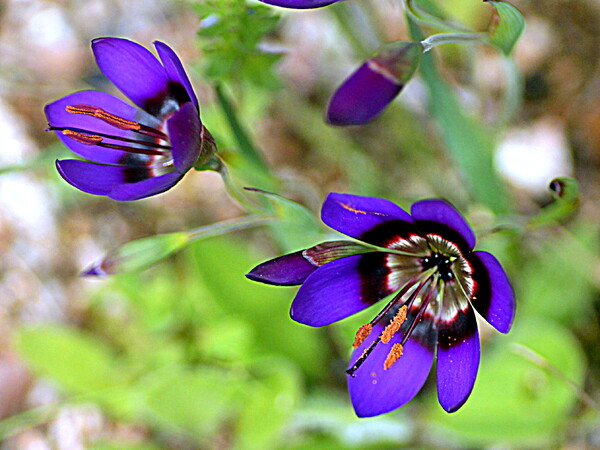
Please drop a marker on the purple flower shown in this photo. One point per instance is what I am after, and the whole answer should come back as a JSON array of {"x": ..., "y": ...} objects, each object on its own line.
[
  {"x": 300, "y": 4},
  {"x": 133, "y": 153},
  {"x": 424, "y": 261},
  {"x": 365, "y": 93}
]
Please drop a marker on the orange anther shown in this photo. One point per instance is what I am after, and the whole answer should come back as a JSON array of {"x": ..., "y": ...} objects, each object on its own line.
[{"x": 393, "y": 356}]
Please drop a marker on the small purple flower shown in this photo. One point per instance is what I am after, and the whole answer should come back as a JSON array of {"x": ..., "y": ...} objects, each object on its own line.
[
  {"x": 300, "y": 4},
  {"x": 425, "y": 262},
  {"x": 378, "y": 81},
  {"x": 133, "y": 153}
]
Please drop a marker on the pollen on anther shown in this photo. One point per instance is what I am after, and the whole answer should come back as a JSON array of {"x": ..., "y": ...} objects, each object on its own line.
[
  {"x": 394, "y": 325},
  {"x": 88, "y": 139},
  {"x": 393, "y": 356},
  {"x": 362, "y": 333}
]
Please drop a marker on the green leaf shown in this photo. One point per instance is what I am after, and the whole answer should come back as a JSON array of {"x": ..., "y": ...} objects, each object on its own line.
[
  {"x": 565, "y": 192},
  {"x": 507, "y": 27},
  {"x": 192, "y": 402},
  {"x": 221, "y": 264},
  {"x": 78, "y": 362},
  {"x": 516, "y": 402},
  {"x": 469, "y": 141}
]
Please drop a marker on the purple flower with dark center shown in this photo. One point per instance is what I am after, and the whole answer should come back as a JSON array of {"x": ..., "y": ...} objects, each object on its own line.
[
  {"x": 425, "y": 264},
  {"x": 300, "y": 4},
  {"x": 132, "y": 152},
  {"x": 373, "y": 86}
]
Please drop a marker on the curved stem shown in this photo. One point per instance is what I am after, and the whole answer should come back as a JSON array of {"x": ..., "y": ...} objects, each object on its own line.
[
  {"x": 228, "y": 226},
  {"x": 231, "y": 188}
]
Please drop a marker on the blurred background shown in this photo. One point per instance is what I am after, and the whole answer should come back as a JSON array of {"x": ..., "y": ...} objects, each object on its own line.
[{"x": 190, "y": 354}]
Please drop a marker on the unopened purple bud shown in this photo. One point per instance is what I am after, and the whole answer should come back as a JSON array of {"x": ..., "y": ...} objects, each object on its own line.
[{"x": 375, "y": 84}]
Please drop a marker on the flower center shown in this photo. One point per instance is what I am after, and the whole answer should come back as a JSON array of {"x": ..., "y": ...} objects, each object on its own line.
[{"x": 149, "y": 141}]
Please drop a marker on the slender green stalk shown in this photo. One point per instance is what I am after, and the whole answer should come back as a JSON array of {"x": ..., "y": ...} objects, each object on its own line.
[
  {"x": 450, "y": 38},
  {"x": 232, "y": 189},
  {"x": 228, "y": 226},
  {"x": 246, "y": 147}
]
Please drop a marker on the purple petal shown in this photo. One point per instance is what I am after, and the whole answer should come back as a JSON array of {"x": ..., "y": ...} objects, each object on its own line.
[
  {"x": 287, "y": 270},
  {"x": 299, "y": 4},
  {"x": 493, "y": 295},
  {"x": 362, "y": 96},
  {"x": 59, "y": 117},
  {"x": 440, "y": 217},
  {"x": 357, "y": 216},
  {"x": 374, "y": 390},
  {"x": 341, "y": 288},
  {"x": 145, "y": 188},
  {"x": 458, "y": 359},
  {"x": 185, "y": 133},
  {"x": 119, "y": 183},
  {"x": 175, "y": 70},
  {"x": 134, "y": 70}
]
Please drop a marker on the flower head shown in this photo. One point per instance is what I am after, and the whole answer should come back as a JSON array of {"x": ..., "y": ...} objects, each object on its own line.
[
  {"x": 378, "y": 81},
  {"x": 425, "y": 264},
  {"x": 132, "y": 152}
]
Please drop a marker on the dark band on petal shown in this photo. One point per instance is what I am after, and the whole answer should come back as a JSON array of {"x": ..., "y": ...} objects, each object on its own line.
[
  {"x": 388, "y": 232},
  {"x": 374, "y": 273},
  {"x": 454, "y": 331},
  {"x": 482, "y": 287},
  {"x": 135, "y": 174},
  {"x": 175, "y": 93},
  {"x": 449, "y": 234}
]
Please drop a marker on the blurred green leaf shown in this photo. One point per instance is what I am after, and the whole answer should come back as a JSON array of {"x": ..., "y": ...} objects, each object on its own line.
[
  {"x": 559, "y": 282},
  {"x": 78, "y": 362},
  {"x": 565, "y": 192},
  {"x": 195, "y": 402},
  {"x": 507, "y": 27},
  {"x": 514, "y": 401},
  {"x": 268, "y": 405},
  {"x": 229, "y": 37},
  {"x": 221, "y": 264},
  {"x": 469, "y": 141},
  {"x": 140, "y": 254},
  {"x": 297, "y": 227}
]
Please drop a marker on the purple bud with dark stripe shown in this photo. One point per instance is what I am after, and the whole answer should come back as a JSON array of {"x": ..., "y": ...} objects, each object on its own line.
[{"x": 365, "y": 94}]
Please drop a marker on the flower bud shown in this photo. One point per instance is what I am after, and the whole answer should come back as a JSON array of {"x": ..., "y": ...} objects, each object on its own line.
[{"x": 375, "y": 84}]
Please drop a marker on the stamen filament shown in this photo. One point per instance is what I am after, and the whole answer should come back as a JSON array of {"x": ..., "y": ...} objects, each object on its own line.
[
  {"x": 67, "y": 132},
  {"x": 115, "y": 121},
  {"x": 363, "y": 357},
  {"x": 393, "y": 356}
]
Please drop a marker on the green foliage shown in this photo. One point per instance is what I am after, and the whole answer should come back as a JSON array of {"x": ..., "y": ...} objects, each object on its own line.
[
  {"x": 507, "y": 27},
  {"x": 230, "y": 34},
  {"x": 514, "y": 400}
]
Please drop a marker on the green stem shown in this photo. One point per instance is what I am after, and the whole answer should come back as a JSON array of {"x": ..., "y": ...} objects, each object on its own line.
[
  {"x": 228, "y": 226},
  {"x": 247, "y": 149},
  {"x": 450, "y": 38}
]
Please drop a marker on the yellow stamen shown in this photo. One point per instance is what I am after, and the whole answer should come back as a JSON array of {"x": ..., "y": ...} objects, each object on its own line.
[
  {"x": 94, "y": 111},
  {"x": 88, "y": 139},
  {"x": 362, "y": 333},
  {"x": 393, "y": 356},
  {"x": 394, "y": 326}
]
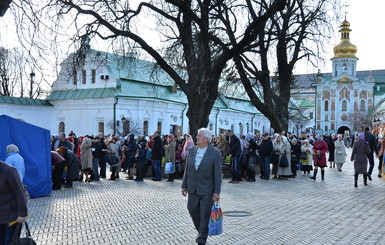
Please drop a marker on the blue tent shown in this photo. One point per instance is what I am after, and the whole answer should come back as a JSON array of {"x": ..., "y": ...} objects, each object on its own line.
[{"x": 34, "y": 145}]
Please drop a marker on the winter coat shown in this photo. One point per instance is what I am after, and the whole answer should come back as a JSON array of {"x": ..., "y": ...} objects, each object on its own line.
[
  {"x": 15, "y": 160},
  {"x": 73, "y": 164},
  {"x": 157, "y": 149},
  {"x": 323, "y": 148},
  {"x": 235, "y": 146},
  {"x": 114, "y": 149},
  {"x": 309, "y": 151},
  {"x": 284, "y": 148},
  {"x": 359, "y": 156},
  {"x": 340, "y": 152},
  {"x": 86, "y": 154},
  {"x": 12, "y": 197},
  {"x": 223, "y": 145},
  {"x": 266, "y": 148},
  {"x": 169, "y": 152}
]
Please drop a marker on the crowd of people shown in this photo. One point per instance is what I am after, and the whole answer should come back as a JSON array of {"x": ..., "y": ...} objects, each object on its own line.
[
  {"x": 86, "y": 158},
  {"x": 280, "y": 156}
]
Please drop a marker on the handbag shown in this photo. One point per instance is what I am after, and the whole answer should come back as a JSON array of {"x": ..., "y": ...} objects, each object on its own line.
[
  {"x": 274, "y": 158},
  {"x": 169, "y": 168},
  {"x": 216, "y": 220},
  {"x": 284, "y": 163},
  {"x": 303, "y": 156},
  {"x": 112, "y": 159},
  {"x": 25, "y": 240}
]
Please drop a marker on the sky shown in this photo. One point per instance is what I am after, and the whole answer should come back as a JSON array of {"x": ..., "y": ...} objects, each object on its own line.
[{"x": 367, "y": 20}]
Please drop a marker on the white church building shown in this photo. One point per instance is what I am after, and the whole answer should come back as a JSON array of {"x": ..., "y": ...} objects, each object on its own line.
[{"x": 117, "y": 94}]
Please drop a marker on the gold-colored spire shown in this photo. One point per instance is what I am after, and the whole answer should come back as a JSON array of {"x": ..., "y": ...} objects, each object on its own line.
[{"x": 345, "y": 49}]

────────

- [Goal]:
Rewrite everything from the line containing "Please drop a marker on the white" down to the end of the lines, swapping "drop a marker on" for "place a point on" and leaving the rest untouched.

- [Full answer]:
Please place a point on the white church building shown in this photo. One point per instance is what I am after, and the whole answer should come back as a JSON array of {"x": ..., "y": ...} objects, each object on its own line.
[{"x": 117, "y": 94}]
Please place a point on the gold-colored spire shown in this photo. One point per instance is what I am after, and the whole answer should come back as a JSON array of {"x": ..., "y": ...} objects, each object on its own line.
[{"x": 345, "y": 49}]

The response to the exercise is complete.